● **Aim of the task**:
Could you turn the lines below into a numbered list, leaving out any blank lines?

● **Data rows**:
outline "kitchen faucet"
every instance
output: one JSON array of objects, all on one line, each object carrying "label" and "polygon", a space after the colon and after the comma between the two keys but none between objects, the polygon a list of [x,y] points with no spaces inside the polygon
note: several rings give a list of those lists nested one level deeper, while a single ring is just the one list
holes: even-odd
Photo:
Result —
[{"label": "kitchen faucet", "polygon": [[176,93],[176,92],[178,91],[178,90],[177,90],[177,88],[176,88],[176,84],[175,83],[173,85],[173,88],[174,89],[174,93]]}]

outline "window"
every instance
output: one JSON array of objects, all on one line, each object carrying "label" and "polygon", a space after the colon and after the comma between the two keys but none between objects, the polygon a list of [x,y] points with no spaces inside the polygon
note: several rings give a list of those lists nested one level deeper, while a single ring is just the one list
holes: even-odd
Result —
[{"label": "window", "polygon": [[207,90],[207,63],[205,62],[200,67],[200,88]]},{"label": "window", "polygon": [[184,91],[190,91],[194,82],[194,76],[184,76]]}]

● **Task result**:
1. outline "kitchen faucet"
2. every instance
3. output: one JSON array of objects, all on one line, each object carrying "label" and "polygon", a space after the colon and after the comma between the two keys but none between objects, the polygon a list of [x,y] points with no spaces inside the polygon
4. note: several rings give a list of those lists nested one level deeper, while a single ring is just the one list
5. holes: even-odd
6. Photo:
7. Result —
8. [{"label": "kitchen faucet", "polygon": [[176,93],[176,92],[178,91],[178,90],[177,90],[177,88],[176,88],[176,84],[175,83],[173,85],[173,88],[174,89],[174,93]]}]
9. outline "window"
10. every instance
11. output: one JSON array of objects, all on one line, each object carrying "label" and "polygon", a space after the colon and after the comma between the two keys but none between objects, the polygon a list of [x,y] points with no spaces inside the polygon
12. note: several rings give a list of those lists nested one level deeper, while a single ring is just the one list
13. holes: even-odd
14. Result —
15. [{"label": "window", "polygon": [[207,90],[207,63],[205,62],[200,67],[200,88]]},{"label": "window", "polygon": [[184,91],[190,91],[194,82],[194,76],[184,76]]}]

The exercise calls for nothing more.